Page text →
>>>
Estate of Myrtle Bennett v. Estate of Julia Mae Warner Thompson

Opinion issued February 5, 2009

























In The

Court of Appeals

For The

First District of Texas




NO. 01-08-00079-CV

__________



THOMAS BENNETT, INDEPENDENT EXECUTOR OF THE ESTATE OF MYRTLE BENNETT, Appellant



V.



ARCHIE SEALS, INDEPENDENT EXECUTOR OF THE ESTATE OF JULIA MAE WARNER THOMPSON, Appellee




On Appeal from the County Court at Law

Austin County, Texas

Trial Court Cause No. 07PR8934




MEMORANDUM OPINION

Appellant, Thomas Bennett, independent executor of the estate of Myrtle Bennett, challenges the trial court's order admitting to probate a will of Julia Mae Warner Thompson executed in 2006 (the "2006 will") and the trial court's final judgment entered after a jury trial in favor of appellee, Archie Seals, independent executor of the estate of Julia Mae Warner Thompson. In a single issue, Bennett contends that the trial court erred in admitting the 2006 will to probate and in entering the final judgment on Bennett's will contest "due to the fact that an application to probate a competing will [had been] filed before" the trial court had held its hearing on Seals's application to probate the 2006 will.

We affirm.

Factual and Procedural Background

On March 31, 2007, Julia Mae Warner Thompson died. On April 5, 2007, Archie Seals filed an application to probate Thompson's 2006 will. In his application, Seals asserted, among other things, that Thompson's 2006 will was valid and had never been revoked. Seals attached to his application a copy of the 2006 will, which contained a clause "revoking all wills and codicils heretofore made," as well as a self-proving affidavit. On April 13, 2007, Mrytle Lee Bennett (1) filed an application to probate a will that Thompson had executed in 1994 (the "1994 will"). In her application, Bennett asserted, among other things, that Thompson's 1994 will was valid and had never been revoked. Bennett attached to her application a copy of the 1994 will, which also contained a self-proving affidavit. In her application, Bennett did not make any references to or attacks against Thompson's 2006 will, and, at this time, Bennett filed no other pleadings contesting the 2006 will.
<<<
Dataset excerpt →
>>>
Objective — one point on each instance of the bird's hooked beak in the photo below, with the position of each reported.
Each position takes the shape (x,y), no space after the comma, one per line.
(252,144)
<<<
Your tasks →
#1 Reproduce the passage of the probate opinion that opens with the words containing "On Appeal from" and closes with "probate the 2006 will.".
#2 Carry on the probate opinion from the point where it stops.
The listing has no connection to the probate opinion.

Results →
#1
On Appeal from the County Court at Law

Austin County, Texas

Trial Court Cause No. 07PR8934




MEMORANDUM OPINION

Appellant, Thomas Bennett, independent executor of the estate of Myrtle Bennett, challenges the trial court's order admitting to probate a will of Julia Mae Warner Thompson executed in 2006 (the "2006 will") and the trial court's final judgment entered after a jury trial in favor of appellee, Archie Seals, independent executor of the estate of Julia Mae Warner Thompson. In a single issue, Bennett contends that the trial court erred in admitting the 2006 will to probate and in entering the final judgment on Bennett's will contest "due to the fact that an application to probate a competing will [had been] filed before" the trial court had held its hearing on Seals's application to probate the 2006 will.

#2
The trial court, on April 30, 2007, conducted a proceeding (2) at which both Seals and Bennett appeared in support of their respective applications. The trial court, after noting that it would consider both applications at the proceeding, asked the parties for guidance on how to properly consider the applications. Seals contended that he should be entitled to prove up the 2006 will, and Bennett contended that she was seeking to prove "that the 1994 will [was] the only valid will." The trial court noted that neither party had filed any pleadings or objections contesting the other will, and the trial court questioned whether "the mere fact of filing two applications [rose] to the level of a contest." In response to this question, Bennett asserted that the filing of two wills necessarily resulted in a contest, while Seals suggested that the trial court simply provide both parties the opportunity at the proceeding to prove up the respective wills. The trial court, without expressly stating on the record at this time that it would be conducting a bench trial on a will contest, agreed with the procedure suggested by Seals, and it instructed Seals to go forward with his case and application first. Bennett did not object to the trial court's procedure.

Seals testified, among other things, that Thompson's signature appeared on the 2006 will, Thompson had not revoked the 2006 will, the 2006 will named him as the executor, and he was qualified to serve as executor. The trial court then instructed Bennett that she would be allowed to cross-examine Seals. Prior to commencing her cross-examination, Bennett stated that she was appearing to contest the 2006 will and that she would be submitting her own application. Bennett then stated that she would like to continue with her cross-examination of Seals. Seals objected to Bennett's assertion that she would be contesting the will at the proceeding, and Seals asserted that Bennett had not filed any pleadings formally contesting the 2006 will. Seals specifically stated, "I am not agreeing [Bennett] can contest it; I am objecting because there are no pleadings." The trial court did not rule on any of these objections, but rather instructed Bennett to continue with her cross-examination of Seals.

Bennett then continued her cross-examination of Seals, and she asked Seals numerous questions pertaining to Thompson's health, medical conditions, physical conditions, living arrangements, financial situation, family life, and state of mind at or around the time of Thompson's execution of the 2006 will. For example, Bennett asked Seals if he knew whether Thompson had suffered from Alzheimer's disease or dementia, and Bennett also asked Seals whether Thompson was too confused to handle her own affairs beginning in May 2006, prior to Thompson's execution of the 2006 will. Bennett also confirmed that Seals was not present at Thompson's execution of the 2006 will.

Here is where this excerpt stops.